Text under study:
= = = = =
One thing I did not welcome from a so-called friend last year was a comment that I had put on weight, accompanied by a poke in the midriff. It was not exactly information I was unaware of. During a terrible year when I had a mental breakdown as a direct result of the bullying and abuse I was subject to when working for the British Red Cross, I don’t deny that I let things go. I wasn’t looking after myself, I was drinking too much, I was eating the wrong stuff, I wasn’t exercising. To put not to fine a point on it, I was ill. The last thing I wanted was for someone, a so called friend, to make me feel worse.
Have you noticed how it’s almost always slim, or even thin, people who point out weight gain? The thoughtless people who have tried to make me feel worse were always thin people, occasionally middle aged lycra clad men, a look that, I can assure you, is not a good look even with thin people. Mind you, I never said to them, “You look a right prick wearing that.” I like to think I am a bit more thoughtful than that.
The weight is, ever so slowly, beginning to come off now as I try to return to a more acceptable level, acceptable to me, that is. I AM a bit more sensitive than some because I am, according to the British Red Cross occupational health officer, “emotionally weak”, whatever that is supposed to mean. Why, I ask, is it acceptable to point out someone’s weight gain?
I suspect there is a bit of sneering superiority going on here, accompanied by a ton of selfies on social networks. “Look at me. I’m slim, trim and fighting fit. You, meanwhile, have let yourself go to pot. Be more like me. It’s all about me.” No. I know there is sneering superiority going on and the fact that I am still hung up about it many months on just goes to show how much it got to me. Honestly, it made me cry when one person said it. Not when I was standing in front of them. It was when I was alone, much later on.
I thought I was hardened to this stuff. Since age 13, I have had a large scar on my right cheek following a number of operations to remove a keyhole-shaped birthmark (laser treatment did not exist when I was a kid). I had plenty of nicknames from “Keyhole Kate” to “Mole” throughout my school life and have had to explain countless times to people who seem to care about these things how the scar came about and why one side of my face is tighter than the other. I swear I would never go up to someone – often a stranger – and ask them how they had come about getting a scar on their face, but like in so many things in life I seem to be in a small minority. I would not feel better about myself if the only way I could do so was at the expense of someone else.
I remember the jibes only too well because when they were delivered I was suffering from even lower levels of self-esteem than I am now, and that is really saying something. And when people know you are ill and still go on to make hurtful comments, what does it say about them? I do let these things bother me and I do judge people when they say things like that.
There were times last year when I no longer wanted to live, although by the same token I didn’t want to die. That’s the fucked up mindset of a severe clinical depressive. My reaction, as New Order put it, was “You caught me at a bad time, why don’t you piss off?”
When I needed help and support, some people thought it worth making digs at me. Did they really think I wanted to be in a pit of despair and that I was purposely not looking after myself?
I’ve had to try to put myself back together, both mentally and physically, without any treatment and I have been told I may not get mental health therapy this year. The next step after mocking me physically will be to mock my mental state. Don’t be surprised if I never speak to you again if you try that one.
= = = = =
Extracted records:
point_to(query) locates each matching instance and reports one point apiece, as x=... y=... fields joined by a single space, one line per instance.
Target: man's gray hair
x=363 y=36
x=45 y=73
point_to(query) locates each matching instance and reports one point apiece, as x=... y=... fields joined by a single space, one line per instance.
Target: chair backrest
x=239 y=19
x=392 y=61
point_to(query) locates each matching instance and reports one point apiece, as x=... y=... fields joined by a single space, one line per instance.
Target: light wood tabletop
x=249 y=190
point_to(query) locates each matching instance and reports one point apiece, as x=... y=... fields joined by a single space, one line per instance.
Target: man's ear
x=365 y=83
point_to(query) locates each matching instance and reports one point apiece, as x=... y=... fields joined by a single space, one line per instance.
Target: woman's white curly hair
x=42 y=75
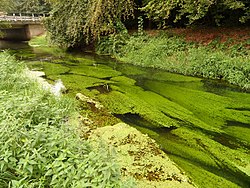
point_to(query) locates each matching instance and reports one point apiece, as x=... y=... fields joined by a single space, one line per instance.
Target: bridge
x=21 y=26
= = = = =
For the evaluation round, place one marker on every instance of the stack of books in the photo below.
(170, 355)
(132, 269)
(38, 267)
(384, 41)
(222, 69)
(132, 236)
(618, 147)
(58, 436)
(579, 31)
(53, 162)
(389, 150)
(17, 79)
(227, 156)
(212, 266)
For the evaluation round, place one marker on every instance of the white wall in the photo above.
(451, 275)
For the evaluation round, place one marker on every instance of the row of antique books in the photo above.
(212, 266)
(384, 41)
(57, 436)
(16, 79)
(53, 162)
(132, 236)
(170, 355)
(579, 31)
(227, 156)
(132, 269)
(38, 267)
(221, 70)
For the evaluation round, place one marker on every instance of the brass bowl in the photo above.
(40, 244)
= = = = =
Exercise: In the essay about comments on weight gain, list the things the writer says they were or weren't doing during the terrible year when they let things go.

Solution to the problem:
- Not looking after themselves
- Drinking too much
- Eating the wrong stuff
- Not exercising